Revise the listing by replacing every "instance" with "occurrence" and changing nothing else. Leave the pictures out of your answer.

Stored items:
--------------------------------------------------
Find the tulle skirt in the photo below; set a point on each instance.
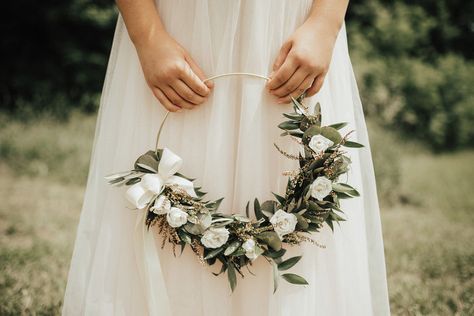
(227, 144)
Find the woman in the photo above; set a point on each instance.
(224, 131)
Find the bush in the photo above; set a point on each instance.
(404, 85)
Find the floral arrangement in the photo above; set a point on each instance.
(312, 198)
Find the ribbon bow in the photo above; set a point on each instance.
(141, 193)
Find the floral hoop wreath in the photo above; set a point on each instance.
(311, 199)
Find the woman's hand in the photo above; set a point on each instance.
(173, 76)
(302, 63)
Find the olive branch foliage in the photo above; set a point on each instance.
(311, 213)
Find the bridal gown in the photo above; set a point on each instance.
(227, 145)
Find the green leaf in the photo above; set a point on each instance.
(257, 209)
(184, 236)
(276, 276)
(289, 125)
(294, 278)
(231, 276)
(302, 222)
(279, 198)
(338, 125)
(331, 134)
(310, 132)
(288, 263)
(352, 144)
(342, 195)
(214, 205)
(232, 248)
(293, 116)
(345, 188)
(268, 208)
(271, 239)
(213, 253)
(275, 254)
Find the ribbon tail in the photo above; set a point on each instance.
(183, 183)
(150, 268)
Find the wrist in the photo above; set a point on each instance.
(324, 26)
(147, 34)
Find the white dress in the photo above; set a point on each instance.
(227, 144)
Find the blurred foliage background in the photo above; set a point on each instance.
(415, 70)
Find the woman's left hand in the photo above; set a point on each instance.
(302, 63)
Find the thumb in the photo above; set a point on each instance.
(198, 71)
(284, 50)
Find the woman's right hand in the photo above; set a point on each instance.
(173, 76)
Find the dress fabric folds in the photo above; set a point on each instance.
(227, 145)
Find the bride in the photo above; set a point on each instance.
(224, 130)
--------------------------------------------------
■ EXERCISE OUTPUT
Find the tulle skirt in the photo below; set a point on each occurrence.
(227, 144)
Find the woman in the photo above; set a point on each occurrence.
(224, 131)
Find the bush in the photo above; set a point on each occurrence.
(404, 85)
Find the floral arrangement in the photo above; set a point on each occurrence.
(312, 198)
Find the ribbon bow in the photo above; set a point on each occurrence.
(141, 193)
Find the floral hoop wreath in the photo above; set a point on each occurrence.
(311, 199)
Find the woman's hand in the photo above; set a point on each occurrence.
(173, 76)
(302, 63)
Find the olive branch foliage in the photo above; set a point on each occurrence.
(311, 213)
Find the bridal gown in the photo above; set a point on each occurrence.
(227, 145)
Find the green leaf in the photo above; set a point on each occurrence.
(257, 209)
(184, 236)
(276, 276)
(289, 125)
(294, 278)
(231, 276)
(302, 222)
(279, 198)
(338, 125)
(331, 134)
(310, 132)
(288, 263)
(352, 144)
(342, 195)
(214, 205)
(232, 248)
(293, 116)
(345, 188)
(268, 208)
(271, 239)
(213, 253)
(275, 254)
Find the ribbon tail in the photo above; set a point on each occurrence.
(183, 183)
(150, 268)
Find the wrist in the photo above; set a point on each occurrence.
(324, 26)
(147, 34)
Find the white dress in the photo above; set a point on each occurrence.
(227, 144)
Find the blurred foliage background in the photo above; set a point on each occurrence.
(415, 70)
Find the woman's left hand in the photo above; set a point on each occurrence.
(302, 63)
Find the thumb in the photo above; set a point on each occurrence.
(198, 71)
(284, 50)
Find the woman's right hand in the photo above; set a point on each occurrence.
(173, 76)
Find the dress fabric folds in the photo above; set a point on each occurrence.
(227, 145)
Find the bride in the photo above; set a point on each occurrence.
(224, 130)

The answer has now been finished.